▶ _Source extract_:
The 18 Candles Ceremony: Choosing Your Speakers and Wishes

The 18 Candles ceremony is the part of the debut where guests reach for tissues. Eighteen women you love stand one by one, light a candle, and share what they wish for your future. The room goes quiet. Your mom cries. You cry. The photos from this moment become some of the most powerful of your life.
Or, if you choose the wrong speakers and skip the briefing, the ceremony stretches into an awkward 45-minute monologue marathon that drains your guests' energy.
This guide walks you through the meaning of the tradition, how to pick the right 18 women, how to brief them properly, and how to design a ceremony that delivers the emotional impact it deserves.
The Meaning Behind 18 Candles
While 18 Roses honors the men who shaped you, 18 Candles honors the women whose love, wisdom, and presence influenced who you've become. Each candle represents a wish for the path ahead: career, marriage, friendships, faith, family, health, dreams.
The candles together form a flame that lights your way into adulthood. As each woman shares her wish, she gives you part of the wisdom she's gathered from her own life. By the end, your candelabra glows with the collective hopes of the women who matter most.
The ceremony works because it pairs symbolism with vulnerability. Eighteen women stand up and speak honestly about their hopes for you. That kind of moment doesn't happen often outside of weddings and funerals.
For the broader picture of all traditional ceremonies, see the complete Filipino debut guide.
Who to Include in Your 18 Candles
Pick women whose words you'd actually want to hear. Not women your parents want included for politeness. Not titas who barely know your name. Women whose wishes carry weight because they know you.
Common picks:
Mother. Always lights the first candle. The most emotional speaker of the night.
Grandmothers. From both sides, if living.
Sisters. Older or younger, depending on your bond.
Aunts (Titas). The ones who watched you grow up and stayed present.
Godmothers (Ninangs). Choose the ones who acted as second mothers, not just names on a baptismal certificate.
Female cousins. The ones you grew up with or stayed close to.
Best friends. The women who walked with you through high school, hardships, and milestones.
Mentors. Teachers, coaches, advisers, youth pastors, choir directors.
Mother figures. A best friend's mom, a tita who isn't blood-related but feels like family, a former neighbor who watched you grow up.
Sisters of close family friends. Women whose families are intertwined with yours.
The Traditional Order
The order builds emotion as the ceremony progresses. A typical structure:
1st candle: Mother. Always opens the ceremony. Sets the tone.
2nd to 4th candles: Grandmothers and elder aunts. The matriarchs of the family.

▶ _Exercises_:
a. In the records below, duplicate everything from the line containing "Mark one point on every instance of the clock case side" down to the line containing "x=155 y=102", including both of those lines.
b. Write the next part of the guide to the 18 Candles ceremony, picking up right after its last line.
The text and the records come from separate sources.

▶ _Records_:

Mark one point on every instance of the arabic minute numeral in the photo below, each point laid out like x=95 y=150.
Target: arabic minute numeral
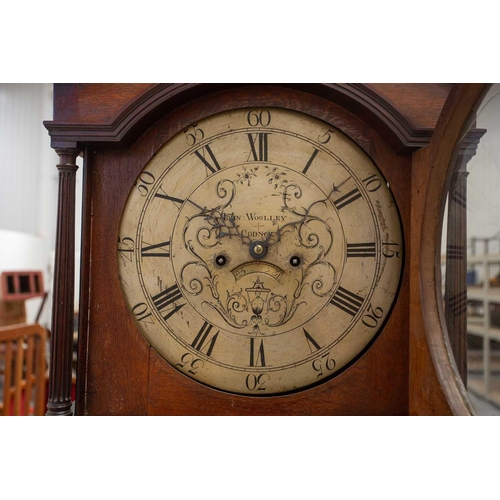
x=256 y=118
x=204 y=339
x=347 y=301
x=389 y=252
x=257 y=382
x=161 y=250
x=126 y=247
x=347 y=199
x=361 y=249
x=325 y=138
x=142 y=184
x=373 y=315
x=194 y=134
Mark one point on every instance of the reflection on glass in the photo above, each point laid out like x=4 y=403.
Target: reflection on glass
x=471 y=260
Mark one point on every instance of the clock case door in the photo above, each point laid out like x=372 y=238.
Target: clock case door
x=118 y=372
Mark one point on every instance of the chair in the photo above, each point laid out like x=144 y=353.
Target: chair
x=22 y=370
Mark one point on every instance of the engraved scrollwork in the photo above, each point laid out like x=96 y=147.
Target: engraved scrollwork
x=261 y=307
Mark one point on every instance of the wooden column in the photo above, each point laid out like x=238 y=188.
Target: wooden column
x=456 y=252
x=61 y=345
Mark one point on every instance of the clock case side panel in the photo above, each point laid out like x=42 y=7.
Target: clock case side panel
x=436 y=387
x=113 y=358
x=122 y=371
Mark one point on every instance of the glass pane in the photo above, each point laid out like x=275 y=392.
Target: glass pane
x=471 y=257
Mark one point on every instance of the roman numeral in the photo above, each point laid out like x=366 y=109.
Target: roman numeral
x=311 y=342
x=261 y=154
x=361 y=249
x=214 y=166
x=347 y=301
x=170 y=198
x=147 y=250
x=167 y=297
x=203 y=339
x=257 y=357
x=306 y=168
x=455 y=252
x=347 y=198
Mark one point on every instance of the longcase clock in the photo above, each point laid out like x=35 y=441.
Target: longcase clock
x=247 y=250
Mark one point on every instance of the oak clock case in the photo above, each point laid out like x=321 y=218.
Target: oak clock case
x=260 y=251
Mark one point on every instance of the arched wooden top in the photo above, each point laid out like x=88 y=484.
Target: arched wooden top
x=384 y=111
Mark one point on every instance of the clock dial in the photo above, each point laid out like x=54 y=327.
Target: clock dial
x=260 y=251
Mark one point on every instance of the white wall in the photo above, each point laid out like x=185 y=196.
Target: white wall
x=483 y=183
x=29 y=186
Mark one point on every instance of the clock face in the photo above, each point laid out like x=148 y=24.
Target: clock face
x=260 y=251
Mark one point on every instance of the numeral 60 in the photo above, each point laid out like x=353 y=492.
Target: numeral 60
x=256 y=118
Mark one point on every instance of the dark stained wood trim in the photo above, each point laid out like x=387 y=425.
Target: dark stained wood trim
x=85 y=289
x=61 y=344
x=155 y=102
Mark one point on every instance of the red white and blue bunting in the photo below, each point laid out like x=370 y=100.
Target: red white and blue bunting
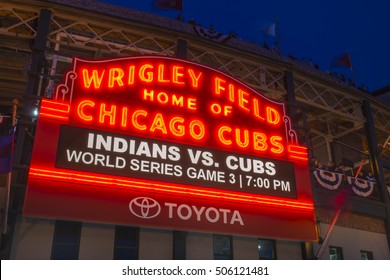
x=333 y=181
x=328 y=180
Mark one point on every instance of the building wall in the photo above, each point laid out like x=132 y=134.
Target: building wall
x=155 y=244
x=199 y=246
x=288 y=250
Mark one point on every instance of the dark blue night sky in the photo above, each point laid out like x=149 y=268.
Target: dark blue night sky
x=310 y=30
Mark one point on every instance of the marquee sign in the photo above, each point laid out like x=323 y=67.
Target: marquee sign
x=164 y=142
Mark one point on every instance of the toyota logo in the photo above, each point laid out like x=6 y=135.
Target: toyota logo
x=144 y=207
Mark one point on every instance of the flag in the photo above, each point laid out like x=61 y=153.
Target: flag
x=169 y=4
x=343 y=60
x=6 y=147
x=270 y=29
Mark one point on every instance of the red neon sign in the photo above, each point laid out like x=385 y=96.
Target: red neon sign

▶ _Answers in order_:
a.
Mark one point on every instance of the clock case side panel in the photo above, each point laid out like x=42 y=7.
Target: clock case side panel
x=436 y=387
x=113 y=358
x=122 y=371
Mark one point on every instance of the glass pane in the photo above, each point laid out like x=275 y=392.
Target: glass pane
x=471 y=257
Mark one point on every instance of the roman numeral in the photo above, each point laid out like x=366 y=109.
Target: roman numeral
x=311 y=342
x=261 y=154
x=361 y=249
x=214 y=166
x=347 y=301
x=170 y=198
x=147 y=250
x=167 y=297
x=203 y=339
x=257 y=357
x=306 y=168
x=455 y=252
x=347 y=198
Mark one point on every instance of the longcase clock in the photo above, each point laid out like x=35 y=441.
Target: longcase clock
x=247 y=250
Mark one point on every instance of the oak clock case in the photo above, each point laid out like x=321 y=218.
Target: oak clock case
x=260 y=251
Mark one point on every instance of the arched wooden top in the photo above, each point laid out like x=88 y=484.
Target: arched wooden top
x=384 y=111
Mark one point on every instance of the clock dial in the photo above, each point laid out like x=54 y=327.
Target: clock dial
x=260 y=251
Mark one point on every instance of the white wall in the photo above, each point laid out like x=185 y=196.
Target: white wall
x=483 y=183
x=29 y=186
Mark one point on every instance of the clock face in the photo above, each point laid out like x=148 y=24.
Target: clock face
x=260 y=251
Mark one point on every instance of the numeral 60 in the photo above, each point laid out like x=353 y=492.
Target: numeral 60
x=256 y=118
Mark one point on every instance of the dark stained wood trim in the photo above, each point laid out like x=387 y=425.
Target: dark stained wood trim
x=85 y=289
x=61 y=344
x=155 y=102

b.
5th to 9th candles: Sisters, female cousins, and younger aunts. Family women of various generations.
10th to 13th candles: Godmothers and family friends. Women outside the bloodline who became family.
14th to 17th candles: Best friends and mentors. The women you chose to bring into your life.
18th candle: The closer. Often the maid of honor of your friend group, your closest sister, or someone whose words carry the most personal weight. Sometimes the ceremony ends with the mother's second message, completing the emotional circle.
The order isn't fixed. Some debutantes group by family side. Some alternate generations to vary the tone. Some end with the grandmother for a generational arc.
For tips on selecting people for related ceremonies, see the 18 roses tradition explained: meaning, order, and modern twists and the 18 treasures symbolism: gift ideas and their meaning.

How to Choose Your 18
This selection matters more than your gown. A poorly chosen lineup turns the most emotional ceremony into the most awkward.
Start with non-negotiables. Mother, grandmothers, sisters, closest best friends. These names fill themselves in.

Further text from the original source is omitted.